[Records of labeled points]
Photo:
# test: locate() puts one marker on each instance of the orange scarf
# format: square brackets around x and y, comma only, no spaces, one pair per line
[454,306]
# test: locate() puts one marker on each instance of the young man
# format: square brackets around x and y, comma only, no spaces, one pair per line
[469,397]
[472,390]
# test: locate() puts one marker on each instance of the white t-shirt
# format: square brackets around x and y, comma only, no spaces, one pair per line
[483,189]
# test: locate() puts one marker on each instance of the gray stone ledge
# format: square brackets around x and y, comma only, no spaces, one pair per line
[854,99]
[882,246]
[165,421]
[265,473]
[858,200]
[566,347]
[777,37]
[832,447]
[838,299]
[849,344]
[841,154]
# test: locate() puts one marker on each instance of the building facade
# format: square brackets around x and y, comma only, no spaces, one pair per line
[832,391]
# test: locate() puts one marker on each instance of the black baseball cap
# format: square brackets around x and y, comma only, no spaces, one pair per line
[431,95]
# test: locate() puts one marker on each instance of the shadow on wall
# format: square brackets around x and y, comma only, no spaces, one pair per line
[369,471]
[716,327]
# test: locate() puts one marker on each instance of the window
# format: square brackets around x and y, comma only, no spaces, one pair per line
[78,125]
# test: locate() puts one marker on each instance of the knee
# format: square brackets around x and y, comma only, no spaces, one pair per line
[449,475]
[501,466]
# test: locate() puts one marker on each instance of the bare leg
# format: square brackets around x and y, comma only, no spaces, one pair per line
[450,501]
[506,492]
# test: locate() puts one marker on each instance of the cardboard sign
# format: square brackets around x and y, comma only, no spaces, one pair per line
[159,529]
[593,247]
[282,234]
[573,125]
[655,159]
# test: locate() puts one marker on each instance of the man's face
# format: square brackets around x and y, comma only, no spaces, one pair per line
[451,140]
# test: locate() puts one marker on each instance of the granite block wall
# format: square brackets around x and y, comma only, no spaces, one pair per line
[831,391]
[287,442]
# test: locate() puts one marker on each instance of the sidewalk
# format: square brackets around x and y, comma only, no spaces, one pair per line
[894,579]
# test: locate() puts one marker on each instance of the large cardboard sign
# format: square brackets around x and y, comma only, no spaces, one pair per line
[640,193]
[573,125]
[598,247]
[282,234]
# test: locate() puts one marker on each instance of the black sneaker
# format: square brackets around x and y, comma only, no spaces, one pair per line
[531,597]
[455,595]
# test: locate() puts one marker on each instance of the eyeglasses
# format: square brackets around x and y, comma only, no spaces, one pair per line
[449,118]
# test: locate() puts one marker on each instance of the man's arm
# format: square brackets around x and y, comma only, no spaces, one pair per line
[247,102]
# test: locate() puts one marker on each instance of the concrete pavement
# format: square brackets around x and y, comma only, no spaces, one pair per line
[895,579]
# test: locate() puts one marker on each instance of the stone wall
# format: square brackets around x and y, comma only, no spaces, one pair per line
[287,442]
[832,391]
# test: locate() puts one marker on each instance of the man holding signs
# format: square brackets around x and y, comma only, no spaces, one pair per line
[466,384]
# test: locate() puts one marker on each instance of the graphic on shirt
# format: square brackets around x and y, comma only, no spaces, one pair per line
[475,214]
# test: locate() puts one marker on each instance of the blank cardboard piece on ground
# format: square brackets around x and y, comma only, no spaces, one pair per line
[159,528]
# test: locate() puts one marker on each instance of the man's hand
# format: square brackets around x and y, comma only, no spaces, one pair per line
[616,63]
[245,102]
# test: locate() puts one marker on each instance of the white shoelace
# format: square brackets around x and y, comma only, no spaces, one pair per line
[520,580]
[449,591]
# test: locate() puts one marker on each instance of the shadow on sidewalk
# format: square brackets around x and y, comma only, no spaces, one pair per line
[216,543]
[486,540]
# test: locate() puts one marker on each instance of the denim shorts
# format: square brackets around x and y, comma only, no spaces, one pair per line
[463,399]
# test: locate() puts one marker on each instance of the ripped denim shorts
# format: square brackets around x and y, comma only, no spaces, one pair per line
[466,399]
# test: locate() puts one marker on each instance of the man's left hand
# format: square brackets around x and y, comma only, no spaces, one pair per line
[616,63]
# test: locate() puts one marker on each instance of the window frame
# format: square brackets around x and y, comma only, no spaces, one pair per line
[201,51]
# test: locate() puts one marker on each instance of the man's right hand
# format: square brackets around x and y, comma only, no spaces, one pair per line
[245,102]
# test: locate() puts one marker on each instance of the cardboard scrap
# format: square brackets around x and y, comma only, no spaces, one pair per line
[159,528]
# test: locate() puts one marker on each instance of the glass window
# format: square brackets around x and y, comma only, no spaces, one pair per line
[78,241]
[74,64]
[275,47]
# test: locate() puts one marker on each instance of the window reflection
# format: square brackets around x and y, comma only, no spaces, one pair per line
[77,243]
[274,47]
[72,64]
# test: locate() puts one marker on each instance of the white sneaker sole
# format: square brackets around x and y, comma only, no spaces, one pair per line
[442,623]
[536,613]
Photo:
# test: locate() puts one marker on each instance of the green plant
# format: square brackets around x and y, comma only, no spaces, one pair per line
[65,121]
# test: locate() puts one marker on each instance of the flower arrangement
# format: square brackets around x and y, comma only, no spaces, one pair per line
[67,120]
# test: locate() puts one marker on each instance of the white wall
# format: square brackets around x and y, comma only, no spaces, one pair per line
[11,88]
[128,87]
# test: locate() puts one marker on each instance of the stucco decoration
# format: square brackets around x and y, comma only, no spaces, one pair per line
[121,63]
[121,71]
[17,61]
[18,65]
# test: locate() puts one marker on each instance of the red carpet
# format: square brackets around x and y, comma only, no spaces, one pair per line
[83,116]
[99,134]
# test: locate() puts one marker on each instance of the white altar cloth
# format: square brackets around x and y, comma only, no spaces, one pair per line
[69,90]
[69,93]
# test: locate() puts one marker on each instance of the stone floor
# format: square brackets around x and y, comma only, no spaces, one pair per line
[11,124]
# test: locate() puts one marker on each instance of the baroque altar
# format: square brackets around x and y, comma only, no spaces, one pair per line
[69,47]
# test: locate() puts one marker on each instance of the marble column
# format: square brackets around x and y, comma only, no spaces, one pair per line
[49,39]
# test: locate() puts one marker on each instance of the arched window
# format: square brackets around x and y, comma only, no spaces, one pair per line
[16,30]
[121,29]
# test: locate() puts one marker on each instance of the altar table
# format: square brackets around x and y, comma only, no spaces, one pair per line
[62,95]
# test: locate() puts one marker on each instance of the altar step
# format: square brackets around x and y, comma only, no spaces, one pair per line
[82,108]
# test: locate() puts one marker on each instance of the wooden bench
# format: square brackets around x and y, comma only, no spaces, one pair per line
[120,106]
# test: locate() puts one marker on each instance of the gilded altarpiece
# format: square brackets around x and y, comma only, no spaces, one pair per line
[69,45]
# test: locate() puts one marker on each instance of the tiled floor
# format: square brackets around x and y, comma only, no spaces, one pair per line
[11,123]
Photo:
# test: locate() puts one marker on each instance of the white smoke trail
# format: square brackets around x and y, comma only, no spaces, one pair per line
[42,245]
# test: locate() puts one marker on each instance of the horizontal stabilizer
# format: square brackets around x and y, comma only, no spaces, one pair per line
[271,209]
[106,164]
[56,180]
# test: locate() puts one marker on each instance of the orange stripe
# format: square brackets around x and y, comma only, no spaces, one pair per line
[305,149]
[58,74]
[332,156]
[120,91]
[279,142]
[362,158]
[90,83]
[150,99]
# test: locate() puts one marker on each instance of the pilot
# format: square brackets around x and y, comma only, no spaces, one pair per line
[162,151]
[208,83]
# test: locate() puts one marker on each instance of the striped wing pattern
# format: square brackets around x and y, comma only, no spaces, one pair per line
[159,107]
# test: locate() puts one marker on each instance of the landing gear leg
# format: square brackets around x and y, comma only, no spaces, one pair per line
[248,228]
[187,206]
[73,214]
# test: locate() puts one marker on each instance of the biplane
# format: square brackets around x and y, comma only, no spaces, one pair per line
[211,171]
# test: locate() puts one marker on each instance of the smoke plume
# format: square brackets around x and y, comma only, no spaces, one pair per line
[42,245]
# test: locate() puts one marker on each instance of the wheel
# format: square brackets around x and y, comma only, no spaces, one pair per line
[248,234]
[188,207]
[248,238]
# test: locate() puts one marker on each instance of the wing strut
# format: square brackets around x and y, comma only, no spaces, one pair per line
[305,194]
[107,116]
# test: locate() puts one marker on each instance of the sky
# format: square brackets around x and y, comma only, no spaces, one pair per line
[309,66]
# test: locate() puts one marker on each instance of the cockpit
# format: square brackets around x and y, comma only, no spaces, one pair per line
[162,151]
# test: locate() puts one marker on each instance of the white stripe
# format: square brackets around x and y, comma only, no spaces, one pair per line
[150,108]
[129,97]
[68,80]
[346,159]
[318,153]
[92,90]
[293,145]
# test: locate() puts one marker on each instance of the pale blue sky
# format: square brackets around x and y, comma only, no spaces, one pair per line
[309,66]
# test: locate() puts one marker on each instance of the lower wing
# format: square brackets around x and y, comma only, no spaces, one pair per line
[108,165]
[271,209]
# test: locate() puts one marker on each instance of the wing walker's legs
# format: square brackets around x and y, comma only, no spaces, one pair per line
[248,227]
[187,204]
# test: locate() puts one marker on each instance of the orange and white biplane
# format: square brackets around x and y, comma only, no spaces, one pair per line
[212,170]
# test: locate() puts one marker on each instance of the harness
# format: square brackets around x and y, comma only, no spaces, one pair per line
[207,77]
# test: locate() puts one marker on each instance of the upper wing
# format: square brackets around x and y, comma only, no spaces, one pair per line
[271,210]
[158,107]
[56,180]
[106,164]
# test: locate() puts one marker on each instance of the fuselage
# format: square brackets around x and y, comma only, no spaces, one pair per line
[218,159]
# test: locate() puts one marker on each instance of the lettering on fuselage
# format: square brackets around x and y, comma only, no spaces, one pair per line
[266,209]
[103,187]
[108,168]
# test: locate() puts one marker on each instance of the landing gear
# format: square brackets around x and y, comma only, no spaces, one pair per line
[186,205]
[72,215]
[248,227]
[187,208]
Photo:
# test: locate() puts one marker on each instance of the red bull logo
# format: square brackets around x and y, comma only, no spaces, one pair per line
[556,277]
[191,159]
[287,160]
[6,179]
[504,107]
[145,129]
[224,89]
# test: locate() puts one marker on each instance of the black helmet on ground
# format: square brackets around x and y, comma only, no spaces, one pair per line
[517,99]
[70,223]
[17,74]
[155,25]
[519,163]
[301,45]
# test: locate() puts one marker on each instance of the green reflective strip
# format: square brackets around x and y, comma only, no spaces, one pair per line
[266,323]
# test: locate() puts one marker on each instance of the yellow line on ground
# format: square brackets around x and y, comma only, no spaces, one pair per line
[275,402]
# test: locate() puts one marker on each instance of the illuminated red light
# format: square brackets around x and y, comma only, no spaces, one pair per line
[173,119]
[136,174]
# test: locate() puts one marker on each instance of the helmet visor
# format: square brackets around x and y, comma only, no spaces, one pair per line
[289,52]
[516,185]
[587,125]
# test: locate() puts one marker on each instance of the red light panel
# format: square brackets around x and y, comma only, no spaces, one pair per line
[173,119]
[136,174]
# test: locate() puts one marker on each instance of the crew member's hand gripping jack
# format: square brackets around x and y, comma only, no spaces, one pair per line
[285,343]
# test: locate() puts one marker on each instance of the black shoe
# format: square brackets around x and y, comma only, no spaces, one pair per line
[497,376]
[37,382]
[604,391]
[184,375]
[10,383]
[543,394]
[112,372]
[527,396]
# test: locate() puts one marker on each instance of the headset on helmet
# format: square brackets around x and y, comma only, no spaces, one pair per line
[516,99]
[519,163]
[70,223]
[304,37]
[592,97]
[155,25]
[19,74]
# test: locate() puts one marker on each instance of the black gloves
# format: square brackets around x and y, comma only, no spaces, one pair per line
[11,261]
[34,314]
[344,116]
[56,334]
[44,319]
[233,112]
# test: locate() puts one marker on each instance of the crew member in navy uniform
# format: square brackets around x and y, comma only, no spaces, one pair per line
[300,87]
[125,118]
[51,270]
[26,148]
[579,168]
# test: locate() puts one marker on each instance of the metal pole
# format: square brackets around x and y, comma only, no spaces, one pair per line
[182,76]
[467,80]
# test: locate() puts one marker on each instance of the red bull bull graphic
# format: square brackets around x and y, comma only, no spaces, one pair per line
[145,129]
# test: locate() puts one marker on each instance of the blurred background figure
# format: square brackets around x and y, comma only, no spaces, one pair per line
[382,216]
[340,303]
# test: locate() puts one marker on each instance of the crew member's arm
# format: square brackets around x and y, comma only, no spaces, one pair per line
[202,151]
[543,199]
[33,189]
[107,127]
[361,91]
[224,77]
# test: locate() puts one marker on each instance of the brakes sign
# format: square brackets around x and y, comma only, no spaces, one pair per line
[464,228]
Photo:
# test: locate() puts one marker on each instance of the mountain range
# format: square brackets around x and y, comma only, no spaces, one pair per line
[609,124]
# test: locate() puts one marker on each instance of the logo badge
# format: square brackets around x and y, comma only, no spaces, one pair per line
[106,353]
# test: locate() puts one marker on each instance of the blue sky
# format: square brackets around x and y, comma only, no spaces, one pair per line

**The task**
Reproduce, exactly and with nothing added, the lines from the one that includes "crew member's arm" through the last line of the material.

**Result of this task**
# test: locate() puts one marker on each instance of the crew member's arm
# format: square brackets around x and y, comma only, no spaces, one pair per line
[202,151]
[543,199]
[33,189]
[107,127]
[361,91]
[224,77]
# test: locate() puts one marker on each instance of the brakes sign
# format: square brackets around x and y, comma only, no spaces, one pair per line
[464,228]
Photo:
# test: locate() puts one marker on each instance of the mountain range
# format: square brackets around x and y, comma only, no spaces, one pair per line
[609,124]
# test: locate() puts one marker on each instance of the logo badge
# format: square brackets around x and y, comma only, no spaces, one pair per line
[106,353]
# test: locate() puts one marker on each instance of the blue sky
# format: square brackets around x and y, comma only, no spaces, one pair per line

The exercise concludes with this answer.